> [WHAT IS NEEDED]: Lines outside the range are not wanted. Give again exactly the lines between the line holding "step and put a dot on each instance?" and the line holding "baluster and put a dot on each instance?", inclusive, from the listing below.

> [SOURCE RECORDS]:
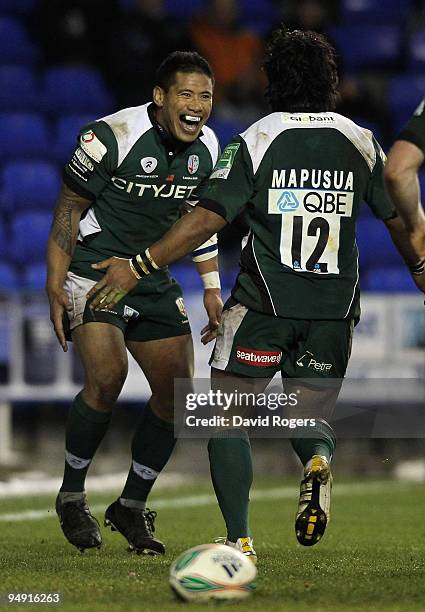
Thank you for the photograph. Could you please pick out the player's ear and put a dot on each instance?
...
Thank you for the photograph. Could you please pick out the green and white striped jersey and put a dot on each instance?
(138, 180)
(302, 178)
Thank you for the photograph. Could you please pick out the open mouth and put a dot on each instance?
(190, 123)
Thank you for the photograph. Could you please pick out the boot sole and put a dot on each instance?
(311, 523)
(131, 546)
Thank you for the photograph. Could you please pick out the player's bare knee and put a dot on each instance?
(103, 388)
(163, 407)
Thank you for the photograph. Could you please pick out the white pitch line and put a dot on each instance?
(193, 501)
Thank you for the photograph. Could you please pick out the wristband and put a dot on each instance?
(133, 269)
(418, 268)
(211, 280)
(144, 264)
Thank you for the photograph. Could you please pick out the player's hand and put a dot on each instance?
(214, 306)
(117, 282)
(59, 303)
---
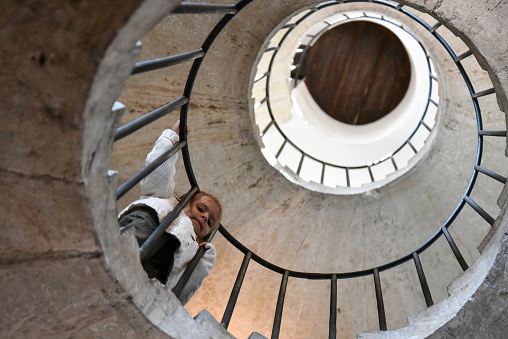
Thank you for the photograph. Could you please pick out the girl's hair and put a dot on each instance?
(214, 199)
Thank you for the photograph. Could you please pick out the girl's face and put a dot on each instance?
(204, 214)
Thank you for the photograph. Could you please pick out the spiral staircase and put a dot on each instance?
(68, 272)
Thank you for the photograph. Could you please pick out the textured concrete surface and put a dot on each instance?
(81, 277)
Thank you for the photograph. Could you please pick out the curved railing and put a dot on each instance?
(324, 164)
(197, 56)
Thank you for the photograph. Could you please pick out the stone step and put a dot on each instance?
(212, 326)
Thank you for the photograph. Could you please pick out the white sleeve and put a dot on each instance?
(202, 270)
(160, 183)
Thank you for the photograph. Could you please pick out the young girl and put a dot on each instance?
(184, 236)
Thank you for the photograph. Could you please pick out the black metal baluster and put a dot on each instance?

> [OUTPUT OF THE TASK]:
Thank you for the photograph. Could you please pick out the stone step and put a dot on each instance?
(212, 326)
Thank you for the photograph. Could you please pick out the white sleeve and put a dot on each instance?
(202, 270)
(160, 183)
Thank you for the photograph. Could you please pick out the young girl and put a dot on each instance?
(184, 236)
Thank you for the photograph. Could you please pick out the black metal baluster and put a dot on each instance?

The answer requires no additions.